### [Tarefas propostas]
1 – No texto sobre liberdade de expressão, quantos seres humanos são citados como base para a construção de coletivos surpreendentes?
2 – Transcreva do texto sobre liberdade de expressão o trecho que começa nas palavras "A grande maravilha" e termina depois de "para o planeta!".

### [Trecho selecionado]
Mais
uma vez, atenção!!!
Por
Alessandra Leles Rocha
Mais uma vez, atenção!
Verborragia ultrajante não é liberdade de expressão. Mundo virtual não é terra
de ninguém. Crimes não deixam de ser crimes em razão do espaço social onde são
cometidos. Assim, reiterado esses esclarecimentos, vamos ao que interessa.
A grande maravilha do mundo não
se concentra no fato de ele rodopiar pela imensidão azul do universo. É muito
mais! É na diversidade e na pluralidade humana, em todas as suas expressões,
formas e conteúdos, que foi possível chegar ao ponto que chegamos em termos
científicos, tecnológicos, criativos, ... Pela composição da individualidade de
mais de 8 bilhões de seres humanos se consegue a construção de coletivos
surpreendentes. O que é maravilhoso para o planeta!
Pois isso significa que por trás
dessas figuras operam bilhões de pensamentos, sentimentos, emoções e ideias,
potencialmente capazes de se agregar e se desdobrar em tantas outras expressões
e manifestações. Entretanto, considerando o fato de que tudo isso só existe
porque existem pessoas, se chega ao óbvio da presença natural de mecanismos
reguladores para os cenários dessas interações sociais.
Pois é. EQUILÍBRIO. BOM SENSO. CAUTELA. CRITÉRIO. DISCERNIMENTO. PONDERAÇÃO.
PROPRIEDADE. PRUDÊNCIA. RAZÃO. REFLEXÃO. SABEDORIA. SENSATEZ. RESPONSABILIDADE. RESPEITO.
Afinal, diante de bilhões de seres humanos distintos é, inevitavelmente,
desafiadora a busca pelo denominador comum. Não só pelas individualidades; mas,
pelos limites éticos, morais, jurídicos, filosóficos, existenciais,
institucionais, que atravessam a vida na sua grande odisseia cotidiana.
E qualquer ser humano em sã
consciência sabe disso! Na prática do dia a dia se acaba descobrindo, meio que
a duras penas, que a liberdade é, de fato, bem menor do que se supunha ou se
deseja. Basta um rompante, um imediatismo, uma impaciência, uma imprudência
qualquer, para que um pequeno caos social seja deflagrado. Porque a vida em si
não oferece a nenhum vivente a prerrogativa de tentar flexibilizar a
liberdade.

### [Dados fornecidos]
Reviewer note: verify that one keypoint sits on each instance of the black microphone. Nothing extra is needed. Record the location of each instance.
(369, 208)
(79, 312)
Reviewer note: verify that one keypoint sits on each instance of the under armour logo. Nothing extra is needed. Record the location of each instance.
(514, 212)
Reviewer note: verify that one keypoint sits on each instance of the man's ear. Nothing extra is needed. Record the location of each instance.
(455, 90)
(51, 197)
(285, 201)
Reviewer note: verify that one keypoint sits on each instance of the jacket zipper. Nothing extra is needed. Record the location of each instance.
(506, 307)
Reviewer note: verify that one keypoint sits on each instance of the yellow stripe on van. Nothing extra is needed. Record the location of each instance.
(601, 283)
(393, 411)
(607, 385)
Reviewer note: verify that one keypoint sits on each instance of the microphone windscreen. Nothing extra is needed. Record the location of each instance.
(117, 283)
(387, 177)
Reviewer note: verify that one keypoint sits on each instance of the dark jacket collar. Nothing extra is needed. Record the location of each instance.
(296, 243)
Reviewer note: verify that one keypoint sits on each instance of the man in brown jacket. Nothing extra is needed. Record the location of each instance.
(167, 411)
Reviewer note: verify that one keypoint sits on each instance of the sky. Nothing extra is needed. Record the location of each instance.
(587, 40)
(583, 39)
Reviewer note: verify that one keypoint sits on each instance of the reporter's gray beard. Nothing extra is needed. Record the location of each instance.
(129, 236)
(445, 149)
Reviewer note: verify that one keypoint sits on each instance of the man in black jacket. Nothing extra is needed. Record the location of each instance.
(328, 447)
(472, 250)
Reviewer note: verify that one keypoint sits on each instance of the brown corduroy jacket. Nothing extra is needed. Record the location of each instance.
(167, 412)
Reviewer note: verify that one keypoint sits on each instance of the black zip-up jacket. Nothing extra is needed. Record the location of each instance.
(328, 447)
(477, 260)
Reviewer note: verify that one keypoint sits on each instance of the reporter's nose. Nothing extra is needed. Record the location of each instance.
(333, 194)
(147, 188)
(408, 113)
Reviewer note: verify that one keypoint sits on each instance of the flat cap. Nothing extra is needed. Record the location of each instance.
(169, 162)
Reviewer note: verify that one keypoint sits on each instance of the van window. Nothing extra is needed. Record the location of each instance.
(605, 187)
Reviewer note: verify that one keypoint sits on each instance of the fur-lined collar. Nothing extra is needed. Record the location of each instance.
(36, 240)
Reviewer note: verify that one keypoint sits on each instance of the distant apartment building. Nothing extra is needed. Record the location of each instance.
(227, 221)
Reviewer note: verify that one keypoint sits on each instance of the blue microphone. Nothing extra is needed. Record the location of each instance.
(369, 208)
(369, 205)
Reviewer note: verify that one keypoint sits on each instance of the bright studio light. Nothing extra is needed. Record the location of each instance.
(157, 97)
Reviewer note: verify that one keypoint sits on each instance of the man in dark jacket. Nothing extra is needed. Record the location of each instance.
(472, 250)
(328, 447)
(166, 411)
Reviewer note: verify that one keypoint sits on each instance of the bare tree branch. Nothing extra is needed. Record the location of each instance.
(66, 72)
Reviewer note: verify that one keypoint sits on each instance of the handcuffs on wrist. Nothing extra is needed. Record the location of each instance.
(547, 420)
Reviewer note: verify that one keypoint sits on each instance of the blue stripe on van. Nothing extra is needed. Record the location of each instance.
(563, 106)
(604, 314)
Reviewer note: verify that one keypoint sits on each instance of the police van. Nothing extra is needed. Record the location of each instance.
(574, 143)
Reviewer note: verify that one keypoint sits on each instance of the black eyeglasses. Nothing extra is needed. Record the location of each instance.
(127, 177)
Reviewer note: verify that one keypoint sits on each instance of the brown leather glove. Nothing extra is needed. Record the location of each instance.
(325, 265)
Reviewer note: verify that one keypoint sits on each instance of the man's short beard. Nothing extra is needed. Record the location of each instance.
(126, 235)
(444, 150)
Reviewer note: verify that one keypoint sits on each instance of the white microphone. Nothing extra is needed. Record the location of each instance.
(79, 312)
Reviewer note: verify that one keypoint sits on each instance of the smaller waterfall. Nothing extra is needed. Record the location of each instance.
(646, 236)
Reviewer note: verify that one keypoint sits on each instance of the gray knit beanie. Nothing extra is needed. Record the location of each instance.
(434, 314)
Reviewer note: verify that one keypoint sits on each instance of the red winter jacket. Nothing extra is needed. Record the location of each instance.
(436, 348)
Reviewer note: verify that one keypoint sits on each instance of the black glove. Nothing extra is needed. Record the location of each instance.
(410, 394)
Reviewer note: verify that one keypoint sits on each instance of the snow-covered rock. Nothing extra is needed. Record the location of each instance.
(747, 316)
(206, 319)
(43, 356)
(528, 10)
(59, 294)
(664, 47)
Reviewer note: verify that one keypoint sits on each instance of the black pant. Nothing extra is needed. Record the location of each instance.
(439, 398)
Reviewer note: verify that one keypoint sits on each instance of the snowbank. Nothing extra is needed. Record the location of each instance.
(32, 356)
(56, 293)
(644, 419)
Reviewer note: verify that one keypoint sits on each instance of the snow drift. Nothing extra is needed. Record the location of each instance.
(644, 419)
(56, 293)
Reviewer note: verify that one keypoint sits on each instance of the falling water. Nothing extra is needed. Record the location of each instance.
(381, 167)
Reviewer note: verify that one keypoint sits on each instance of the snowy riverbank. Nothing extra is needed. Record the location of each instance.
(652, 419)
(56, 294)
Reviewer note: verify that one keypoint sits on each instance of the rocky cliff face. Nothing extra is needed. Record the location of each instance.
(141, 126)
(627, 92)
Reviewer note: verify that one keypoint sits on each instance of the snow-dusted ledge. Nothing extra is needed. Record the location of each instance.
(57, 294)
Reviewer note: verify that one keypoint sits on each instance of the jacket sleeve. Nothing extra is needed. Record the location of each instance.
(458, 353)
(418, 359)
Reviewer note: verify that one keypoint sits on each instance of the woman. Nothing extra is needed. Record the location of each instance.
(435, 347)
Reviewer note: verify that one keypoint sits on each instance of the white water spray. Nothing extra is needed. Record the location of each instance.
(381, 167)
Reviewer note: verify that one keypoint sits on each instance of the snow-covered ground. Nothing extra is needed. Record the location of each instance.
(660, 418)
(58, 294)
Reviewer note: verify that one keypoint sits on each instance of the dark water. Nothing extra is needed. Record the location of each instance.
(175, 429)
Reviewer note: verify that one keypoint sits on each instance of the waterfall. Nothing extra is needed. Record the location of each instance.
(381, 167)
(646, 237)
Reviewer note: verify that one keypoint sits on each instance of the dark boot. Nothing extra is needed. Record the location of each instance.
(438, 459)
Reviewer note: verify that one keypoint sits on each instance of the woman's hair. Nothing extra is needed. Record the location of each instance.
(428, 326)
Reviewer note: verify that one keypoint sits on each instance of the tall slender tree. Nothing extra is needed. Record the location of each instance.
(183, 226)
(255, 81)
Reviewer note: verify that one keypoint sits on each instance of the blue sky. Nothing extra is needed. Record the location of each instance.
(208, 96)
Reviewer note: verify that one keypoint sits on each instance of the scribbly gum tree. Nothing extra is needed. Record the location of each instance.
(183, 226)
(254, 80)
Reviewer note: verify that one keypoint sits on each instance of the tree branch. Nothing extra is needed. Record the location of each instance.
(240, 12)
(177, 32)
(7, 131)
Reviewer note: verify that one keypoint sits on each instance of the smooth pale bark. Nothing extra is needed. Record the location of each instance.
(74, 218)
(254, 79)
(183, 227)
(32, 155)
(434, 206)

### [Respostas corretas]
1 – Mais de 8 bilhões.

2 –
A grande maravilha do mundo não
se concentra no fato de ele rodopiar pela imensidão azul do universo. É muito
mais! É na diversidade e na pluralidade humana, em todas as suas expressões,
formas e conteúdos, que foi possível chegar ao ponto que chegamos em termos
científicos, tecnológicos, criativos, ... Pela composição da individualidade de
mais de 8 bilhões de seres humanos se consegue a construção de coletivos
surpreendentes. O que é maravilhoso para o planeta!